>> Begin Exercise material

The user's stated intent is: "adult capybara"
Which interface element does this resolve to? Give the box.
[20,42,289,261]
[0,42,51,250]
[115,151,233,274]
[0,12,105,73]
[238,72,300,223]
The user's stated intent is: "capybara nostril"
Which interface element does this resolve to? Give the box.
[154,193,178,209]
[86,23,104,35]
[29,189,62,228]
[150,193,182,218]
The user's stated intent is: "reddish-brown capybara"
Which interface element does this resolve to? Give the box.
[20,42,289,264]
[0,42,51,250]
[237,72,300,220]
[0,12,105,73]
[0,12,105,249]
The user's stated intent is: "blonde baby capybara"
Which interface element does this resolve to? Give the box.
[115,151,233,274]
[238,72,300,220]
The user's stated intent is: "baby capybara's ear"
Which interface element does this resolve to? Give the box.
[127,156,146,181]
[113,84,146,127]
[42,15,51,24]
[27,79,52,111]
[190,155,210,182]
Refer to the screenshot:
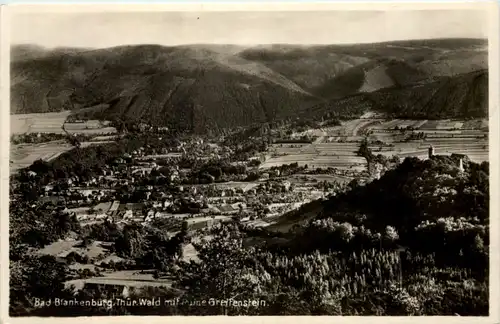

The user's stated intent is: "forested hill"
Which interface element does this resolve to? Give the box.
[11,39,488,132]
[295,155,489,260]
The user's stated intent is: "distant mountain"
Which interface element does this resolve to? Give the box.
[11,39,487,132]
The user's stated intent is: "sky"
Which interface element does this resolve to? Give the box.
[10,10,488,48]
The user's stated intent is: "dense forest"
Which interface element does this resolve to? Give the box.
[10,151,489,316]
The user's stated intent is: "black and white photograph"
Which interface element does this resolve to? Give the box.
[2,4,498,323]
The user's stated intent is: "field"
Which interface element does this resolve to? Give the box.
[10,111,70,134]
[261,118,488,171]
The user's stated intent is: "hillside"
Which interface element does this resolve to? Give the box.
[308,70,488,119]
[11,39,487,132]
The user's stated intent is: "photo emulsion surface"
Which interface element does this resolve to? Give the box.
[9,7,490,317]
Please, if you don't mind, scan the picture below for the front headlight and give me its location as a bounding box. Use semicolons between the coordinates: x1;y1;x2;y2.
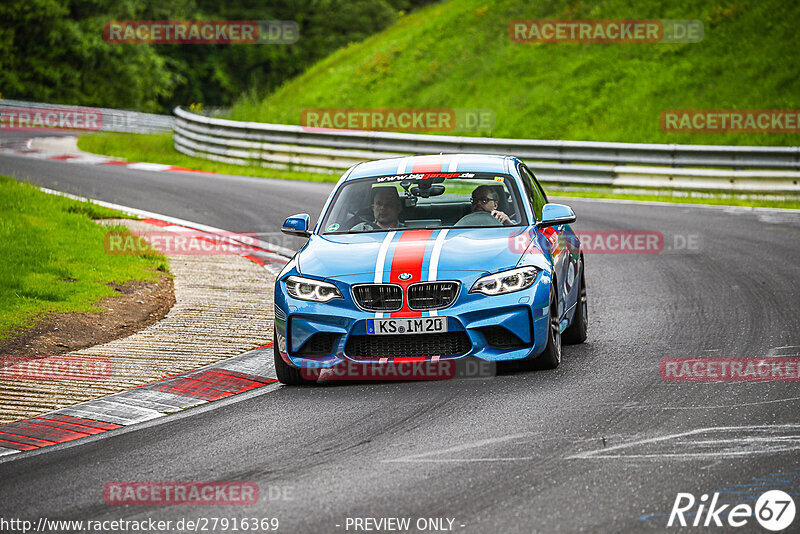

>> End Exercise material

▶ [Problem to solve]:
Count the lines in the listing above that contain the word "capybara" and reply with that number alone.

▶ [Task solution]:
5